> [Excerpted data]:
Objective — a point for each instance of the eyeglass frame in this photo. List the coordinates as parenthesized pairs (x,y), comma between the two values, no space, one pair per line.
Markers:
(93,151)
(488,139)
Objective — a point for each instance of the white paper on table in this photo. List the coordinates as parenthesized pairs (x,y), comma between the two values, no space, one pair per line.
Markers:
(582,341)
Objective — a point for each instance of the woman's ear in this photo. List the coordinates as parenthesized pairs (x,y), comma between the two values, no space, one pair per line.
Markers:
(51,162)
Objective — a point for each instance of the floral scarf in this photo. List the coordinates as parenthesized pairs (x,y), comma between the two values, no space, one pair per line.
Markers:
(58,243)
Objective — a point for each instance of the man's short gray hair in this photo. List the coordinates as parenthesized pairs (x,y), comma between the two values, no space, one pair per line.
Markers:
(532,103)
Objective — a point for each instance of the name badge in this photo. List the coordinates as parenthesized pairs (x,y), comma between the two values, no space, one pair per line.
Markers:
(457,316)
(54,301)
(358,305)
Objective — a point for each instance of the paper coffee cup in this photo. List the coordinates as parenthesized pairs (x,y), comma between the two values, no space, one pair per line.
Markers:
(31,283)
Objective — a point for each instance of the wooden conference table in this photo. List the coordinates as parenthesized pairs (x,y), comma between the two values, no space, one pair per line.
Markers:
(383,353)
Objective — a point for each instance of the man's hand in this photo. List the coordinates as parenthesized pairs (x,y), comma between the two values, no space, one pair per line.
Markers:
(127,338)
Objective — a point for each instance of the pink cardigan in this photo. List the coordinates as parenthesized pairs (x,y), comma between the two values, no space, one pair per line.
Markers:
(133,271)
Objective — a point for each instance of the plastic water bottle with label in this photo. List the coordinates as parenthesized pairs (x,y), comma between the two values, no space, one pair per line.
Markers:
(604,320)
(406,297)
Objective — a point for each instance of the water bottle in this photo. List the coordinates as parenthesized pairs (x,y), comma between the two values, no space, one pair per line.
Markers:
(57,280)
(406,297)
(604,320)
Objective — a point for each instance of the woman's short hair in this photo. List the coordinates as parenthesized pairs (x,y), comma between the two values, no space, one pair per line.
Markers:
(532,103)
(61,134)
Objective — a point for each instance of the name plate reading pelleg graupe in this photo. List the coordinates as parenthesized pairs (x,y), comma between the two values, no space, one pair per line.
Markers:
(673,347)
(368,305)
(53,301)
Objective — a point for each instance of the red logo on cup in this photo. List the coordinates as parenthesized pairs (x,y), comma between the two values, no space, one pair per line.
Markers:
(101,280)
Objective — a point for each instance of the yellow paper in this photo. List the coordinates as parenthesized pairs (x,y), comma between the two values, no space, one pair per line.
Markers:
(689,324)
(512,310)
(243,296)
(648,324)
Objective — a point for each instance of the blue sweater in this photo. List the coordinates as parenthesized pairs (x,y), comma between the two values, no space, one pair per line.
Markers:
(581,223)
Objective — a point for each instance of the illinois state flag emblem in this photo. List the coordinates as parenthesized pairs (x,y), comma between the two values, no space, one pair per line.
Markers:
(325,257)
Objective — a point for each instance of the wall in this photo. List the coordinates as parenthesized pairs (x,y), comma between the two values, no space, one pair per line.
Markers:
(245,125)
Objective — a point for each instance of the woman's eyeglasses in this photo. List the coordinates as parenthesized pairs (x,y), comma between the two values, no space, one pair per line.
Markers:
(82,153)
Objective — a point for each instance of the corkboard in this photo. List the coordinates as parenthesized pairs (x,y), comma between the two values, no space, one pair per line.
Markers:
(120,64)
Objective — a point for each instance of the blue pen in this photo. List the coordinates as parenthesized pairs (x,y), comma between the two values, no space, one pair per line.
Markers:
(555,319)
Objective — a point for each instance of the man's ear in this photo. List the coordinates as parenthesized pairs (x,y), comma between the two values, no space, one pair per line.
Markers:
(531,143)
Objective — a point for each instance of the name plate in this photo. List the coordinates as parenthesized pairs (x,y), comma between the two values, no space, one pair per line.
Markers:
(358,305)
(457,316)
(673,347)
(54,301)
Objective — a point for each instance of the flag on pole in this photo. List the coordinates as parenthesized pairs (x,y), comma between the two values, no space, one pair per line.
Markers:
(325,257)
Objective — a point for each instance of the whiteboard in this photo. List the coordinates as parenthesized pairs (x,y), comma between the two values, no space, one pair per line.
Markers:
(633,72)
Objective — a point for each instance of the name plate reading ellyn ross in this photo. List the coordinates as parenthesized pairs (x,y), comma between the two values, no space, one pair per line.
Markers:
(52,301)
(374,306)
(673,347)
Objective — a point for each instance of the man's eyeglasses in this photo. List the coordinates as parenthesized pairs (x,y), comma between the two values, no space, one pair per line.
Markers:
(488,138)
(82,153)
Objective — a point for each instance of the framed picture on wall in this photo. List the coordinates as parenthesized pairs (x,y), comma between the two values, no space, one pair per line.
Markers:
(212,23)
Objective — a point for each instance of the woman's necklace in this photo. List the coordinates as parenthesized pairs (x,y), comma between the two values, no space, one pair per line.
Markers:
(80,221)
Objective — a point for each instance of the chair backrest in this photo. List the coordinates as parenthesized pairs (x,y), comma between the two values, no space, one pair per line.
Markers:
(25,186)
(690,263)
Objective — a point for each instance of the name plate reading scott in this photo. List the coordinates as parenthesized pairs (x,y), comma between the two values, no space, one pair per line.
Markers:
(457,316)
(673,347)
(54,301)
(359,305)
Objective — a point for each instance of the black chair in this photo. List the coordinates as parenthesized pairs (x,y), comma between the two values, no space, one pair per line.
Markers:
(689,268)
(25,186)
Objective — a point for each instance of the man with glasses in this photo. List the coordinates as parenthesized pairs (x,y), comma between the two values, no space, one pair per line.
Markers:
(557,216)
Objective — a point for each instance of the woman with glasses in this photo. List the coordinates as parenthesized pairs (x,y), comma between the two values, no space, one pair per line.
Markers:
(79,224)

> [Problem details]:
Copy everything from the line containing "Objective — a point for each instance of the man's eyeglasses" down to the end of the rows, changing "Markers" to "Points" and leaving the rest unchanged.

> [Output for this exercise]:
Objective — a point for each instance of the man's eyeglasses in this photo. List the coordinates as parenthesized pairs (x,y), comma between the two values, no space, one pair per line.
Points:
(488,138)
(82,153)
Objective — a point for each instance of the framed picture on wall in this photo. List the coordinates as parenthesized pairs (x,y), comma between the two values, no space, one pair per line.
Points:
(212,23)
Objective — a point for each instance of the woman's necklace in this photo. List the coordinates as parenthesized pairs (x,y), comma between the two values, no space, one pair per line.
Points:
(80,221)
Objective — a point for each instance of the chair backrest in this photo. List the coordinates as parenthesized pairs (x,y), comma between the two values, no space, one pair per line.
Points:
(25,186)
(690,263)
Objective — a point for each instance of the name plate reading scott in this photo. List the coordinates as parenthesized pairs (x,y), comma between the two values, no space, one pair per line.
Points:
(457,316)
(673,347)
(54,301)
(359,305)
Objective — a point for each instance of the black chair in this photo. List the coordinates as parenthesized pairs (x,y), comma between the two values, no space, one pair per line.
Points:
(689,268)
(25,186)
Objective — a point for each instance of the man with glasses in this photo. List the coordinates as parenthesized pairs (x,y), comma between the two values, no space, one pair per line.
Points:
(557,216)
Objective — a point for each instance of the woman with glasses in this photo. List the coordinates as parenthesized pairs (x,y), comma between the two values, no space, one pair per line.
Points:
(79,224)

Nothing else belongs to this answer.